#### TASK INPUT ####

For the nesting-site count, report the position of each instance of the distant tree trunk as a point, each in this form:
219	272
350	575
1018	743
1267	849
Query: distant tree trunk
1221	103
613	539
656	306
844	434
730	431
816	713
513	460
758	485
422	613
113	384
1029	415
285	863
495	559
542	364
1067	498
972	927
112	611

####

**PROBLEM DETAILS:** Copy every line above without altering a word.

**ANSWER FOR THE TASK:**
For the nesting-site count, report the position of each instance of the distant tree trunk as a point, each in this form:
219	272
350	575
1018	743
1267	849
Query: distant tree trunk
1221	103
613	539
656	306
844	434
730	431
816	713
513	460
758	485
422	613
113	384
1029	415
285	863
495	559
542	364
1067	498
972	927
112	611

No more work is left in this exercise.